Natural-language object grounding data
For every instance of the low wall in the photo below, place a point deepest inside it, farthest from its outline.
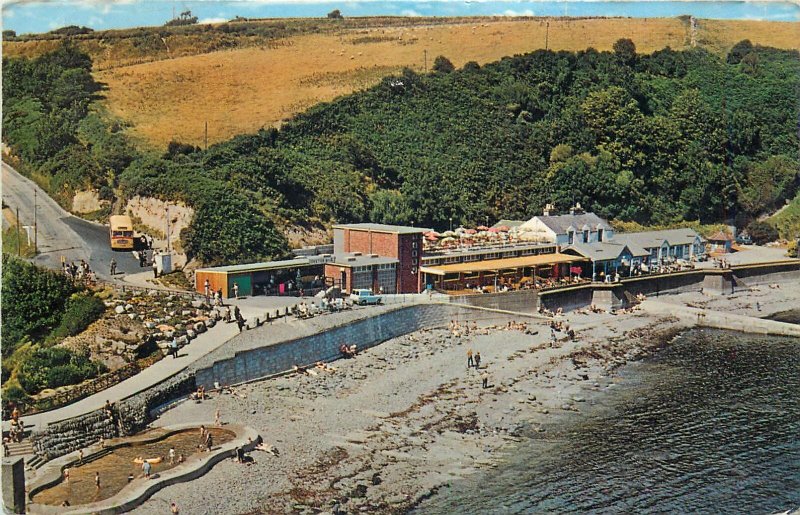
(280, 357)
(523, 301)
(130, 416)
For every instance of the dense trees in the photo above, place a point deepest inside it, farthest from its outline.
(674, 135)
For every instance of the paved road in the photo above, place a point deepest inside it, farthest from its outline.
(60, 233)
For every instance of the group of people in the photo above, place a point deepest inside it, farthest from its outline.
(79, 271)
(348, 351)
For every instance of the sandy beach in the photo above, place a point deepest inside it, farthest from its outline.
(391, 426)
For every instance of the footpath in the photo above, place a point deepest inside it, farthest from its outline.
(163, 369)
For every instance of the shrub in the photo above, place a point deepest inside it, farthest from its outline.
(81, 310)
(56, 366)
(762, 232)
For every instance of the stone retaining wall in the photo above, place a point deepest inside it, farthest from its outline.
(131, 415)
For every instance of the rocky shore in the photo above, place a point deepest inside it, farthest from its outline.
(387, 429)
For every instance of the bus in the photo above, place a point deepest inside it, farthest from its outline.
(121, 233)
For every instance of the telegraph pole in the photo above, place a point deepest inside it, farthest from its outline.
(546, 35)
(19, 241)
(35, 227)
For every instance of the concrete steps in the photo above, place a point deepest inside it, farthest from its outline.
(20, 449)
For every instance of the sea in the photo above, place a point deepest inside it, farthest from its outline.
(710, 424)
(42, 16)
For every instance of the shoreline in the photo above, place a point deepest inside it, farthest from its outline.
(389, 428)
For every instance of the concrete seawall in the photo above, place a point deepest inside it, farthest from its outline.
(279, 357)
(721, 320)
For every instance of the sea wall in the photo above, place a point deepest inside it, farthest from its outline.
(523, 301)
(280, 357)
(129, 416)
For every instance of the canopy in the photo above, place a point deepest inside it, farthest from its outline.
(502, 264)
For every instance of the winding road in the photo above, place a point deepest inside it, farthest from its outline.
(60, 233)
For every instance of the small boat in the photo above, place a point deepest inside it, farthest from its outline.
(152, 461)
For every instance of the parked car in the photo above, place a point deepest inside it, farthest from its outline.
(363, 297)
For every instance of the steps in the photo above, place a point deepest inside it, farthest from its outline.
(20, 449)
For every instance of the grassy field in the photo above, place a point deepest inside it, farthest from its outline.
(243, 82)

*Exercise objective*. Repeat every line above precisely; pictures do not belong in the copy.

*Result of the task*.
For every instance of the low wall in the photo below, place a point deepest inside it, farthest from its outline.
(280, 357)
(523, 301)
(130, 416)
For every instance of the dense trees in the photo above, place a point deepest inside it, farthest from its outline.
(674, 135)
For every instance of the paved road in the photo above, place a point deepest inside it, farthest from its outline.
(60, 233)
For every instance of the group of people in the photo above, place a point deepest inside it, farthest from its outline.
(79, 271)
(348, 351)
For every instance of the sandy beach in the photo above, place a point deepest inside it, farthest from its outline.
(391, 426)
For every instance of the footpath in the photo above, place a point deepest inside it, farthest from its outline.
(163, 369)
For every instance of the shrub in the photo above, place a point deepest inside it, farthest from its outline.
(81, 310)
(56, 366)
(762, 232)
For every instance of the stone retaining wall in the photo above, place a point deepest inside it, farthest from its outline.
(131, 415)
For every instance of the rocky shore in the photo above, place a point deepest inside it, farthest from its outline.
(387, 429)
For every instance of the bus in the photo above, place a point deepest inside it, farthest from its outline.
(121, 233)
For every instance of the telegraph pole in the photo above, place a point deepest inside it, farthest from its outline.
(546, 35)
(19, 241)
(35, 227)
For every instance of the concrete steps in the photo above, place a point deepest inside it, farthest from its outline.
(20, 449)
For every instance of the sea in the photo above, place a point deepest inside it, farthest from its outline.
(710, 424)
(42, 16)
For every instance of the shoreline in the photo above, place a point deepest inside it, farthest from its outline.
(389, 428)
For every instance of the concrete seawall in the photo above, place a point deepest inside it, farthest from its outline.
(279, 357)
(721, 320)
For every instance of the sea wall in the photo above, place a point deepest inside it, farthest from its outline.
(523, 301)
(280, 357)
(129, 416)
For every instance of the canopy in the photo above, place a point deepest inside it, farthest from its outline.
(502, 264)
For every instance of the winding road in the photo above, place a point deepest inside it, farthest from its outline.
(60, 233)
For every instance of the small boat in the photo above, place a point deepest inside it, farthest from its outline.
(152, 461)
For every instance of the parked car in the photo above, place a point deepest inside it, farthest from its outline.
(363, 297)
For every instance of the steps in the photo above, place a point deepest inside it, farthest from its outline.
(20, 449)
For every instance of the grassy field in the photo above, place a point deepest inside it, farthest from its outline.
(243, 82)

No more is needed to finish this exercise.